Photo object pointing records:
(begin)

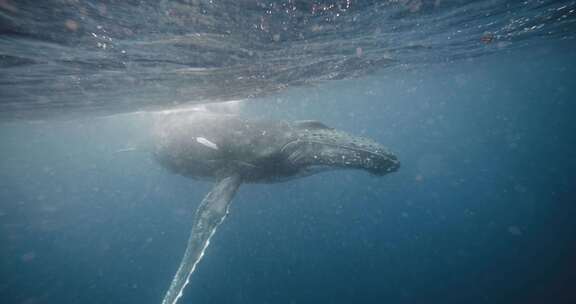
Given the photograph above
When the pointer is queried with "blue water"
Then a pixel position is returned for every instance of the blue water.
(481, 211)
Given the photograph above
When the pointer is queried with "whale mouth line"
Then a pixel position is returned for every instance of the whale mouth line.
(384, 155)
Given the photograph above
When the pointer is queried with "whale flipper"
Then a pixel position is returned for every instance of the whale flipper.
(210, 214)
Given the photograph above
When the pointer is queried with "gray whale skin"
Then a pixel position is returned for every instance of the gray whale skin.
(232, 150)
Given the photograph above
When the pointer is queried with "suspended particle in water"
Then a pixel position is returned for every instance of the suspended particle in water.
(71, 25)
(487, 38)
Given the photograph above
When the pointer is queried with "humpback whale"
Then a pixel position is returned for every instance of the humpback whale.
(231, 150)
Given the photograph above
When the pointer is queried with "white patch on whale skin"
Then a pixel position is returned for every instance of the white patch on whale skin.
(206, 143)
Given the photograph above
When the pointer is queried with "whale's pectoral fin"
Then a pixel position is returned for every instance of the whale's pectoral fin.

(end)

- Short exercise -
Show each line from the data above that contains the word "pectoral".

- Solution -
When the pointer is queried with "whale's pectoral fin"
Then a pixel position is returned for every instance of the whale's pectoral fin.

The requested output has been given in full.